◆ **Given task**: Rewrite the material from the line containing "Target: woman's lips" through the end of the material, replacing "cutting board" with "chopping board" and keeping everything else the same.

◆ **Data section**:
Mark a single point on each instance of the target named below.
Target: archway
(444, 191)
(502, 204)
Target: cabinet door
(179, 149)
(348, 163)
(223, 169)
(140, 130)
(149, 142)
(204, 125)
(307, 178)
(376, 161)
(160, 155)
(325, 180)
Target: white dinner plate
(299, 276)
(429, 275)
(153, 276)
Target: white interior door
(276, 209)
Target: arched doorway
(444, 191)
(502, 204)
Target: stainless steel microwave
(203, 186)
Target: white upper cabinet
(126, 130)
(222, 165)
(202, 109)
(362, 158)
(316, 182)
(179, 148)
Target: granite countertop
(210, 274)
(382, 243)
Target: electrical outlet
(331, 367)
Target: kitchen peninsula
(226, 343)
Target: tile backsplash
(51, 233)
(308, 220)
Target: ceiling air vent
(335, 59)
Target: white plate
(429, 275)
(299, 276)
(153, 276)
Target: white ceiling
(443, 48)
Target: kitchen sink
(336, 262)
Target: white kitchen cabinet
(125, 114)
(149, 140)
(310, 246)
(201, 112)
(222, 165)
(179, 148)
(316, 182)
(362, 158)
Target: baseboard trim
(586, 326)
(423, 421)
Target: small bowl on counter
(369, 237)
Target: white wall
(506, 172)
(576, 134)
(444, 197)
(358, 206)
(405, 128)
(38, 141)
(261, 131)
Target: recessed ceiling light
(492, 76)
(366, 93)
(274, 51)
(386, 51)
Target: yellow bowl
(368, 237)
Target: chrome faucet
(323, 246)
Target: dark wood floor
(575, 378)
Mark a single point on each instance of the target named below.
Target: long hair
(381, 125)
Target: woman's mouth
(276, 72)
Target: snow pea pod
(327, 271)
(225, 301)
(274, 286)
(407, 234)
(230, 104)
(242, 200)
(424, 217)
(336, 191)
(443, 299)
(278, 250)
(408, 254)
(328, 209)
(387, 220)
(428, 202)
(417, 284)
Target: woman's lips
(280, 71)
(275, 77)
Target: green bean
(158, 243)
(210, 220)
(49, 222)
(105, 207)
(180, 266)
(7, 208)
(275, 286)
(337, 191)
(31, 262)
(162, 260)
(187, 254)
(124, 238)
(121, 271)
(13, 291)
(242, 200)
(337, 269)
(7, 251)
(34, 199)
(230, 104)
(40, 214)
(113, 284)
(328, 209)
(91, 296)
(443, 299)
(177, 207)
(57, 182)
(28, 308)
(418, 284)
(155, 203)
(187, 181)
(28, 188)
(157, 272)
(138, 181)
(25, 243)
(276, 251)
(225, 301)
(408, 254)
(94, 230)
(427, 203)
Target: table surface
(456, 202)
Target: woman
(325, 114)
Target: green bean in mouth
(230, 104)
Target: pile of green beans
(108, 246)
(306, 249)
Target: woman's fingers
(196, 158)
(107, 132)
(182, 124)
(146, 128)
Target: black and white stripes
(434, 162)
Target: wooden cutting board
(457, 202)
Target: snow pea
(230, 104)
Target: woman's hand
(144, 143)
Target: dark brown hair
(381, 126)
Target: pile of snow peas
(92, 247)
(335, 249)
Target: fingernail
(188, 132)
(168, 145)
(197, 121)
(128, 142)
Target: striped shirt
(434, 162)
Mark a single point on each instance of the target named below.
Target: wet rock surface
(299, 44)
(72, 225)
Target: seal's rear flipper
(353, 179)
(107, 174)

◆ **Exercise output**:
Target: woman's lips
(280, 71)
(275, 77)
Target: green bean
(158, 243)
(210, 220)
(49, 222)
(105, 207)
(180, 266)
(7, 208)
(275, 286)
(337, 191)
(31, 262)
(162, 260)
(187, 254)
(124, 238)
(121, 271)
(13, 291)
(242, 200)
(337, 269)
(7, 251)
(34, 199)
(230, 104)
(40, 214)
(113, 284)
(328, 209)
(91, 296)
(443, 299)
(177, 207)
(57, 182)
(28, 308)
(418, 284)
(155, 203)
(187, 181)
(28, 188)
(157, 272)
(138, 181)
(25, 243)
(276, 251)
(225, 301)
(408, 254)
(94, 230)
(427, 203)
Target: table surface
(456, 202)
Target: woman
(325, 114)
Target: green bean in mouth
(230, 104)
Target: pile of green beans
(108, 246)
(306, 249)
Target: woman's fingers
(196, 158)
(107, 132)
(182, 124)
(146, 128)
Target: black and white stripes
(434, 162)
Target: wooden chopping board
(457, 202)
Target: snow pea
(230, 104)
Target: woman's hand
(144, 143)
Target: dark brown hair
(381, 126)
Target: pile of snow peas
(92, 247)
(335, 249)
Target: fingernail
(188, 132)
(168, 145)
(197, 121)
(128, 142)
Target: striped shirt
(434, 162)
Mark a single point on each instance of the target named below.
Target: wet rock surface
(299, 44)
(72, 225)
Target: seal's rear flipper
(353, 179)
(107, 174)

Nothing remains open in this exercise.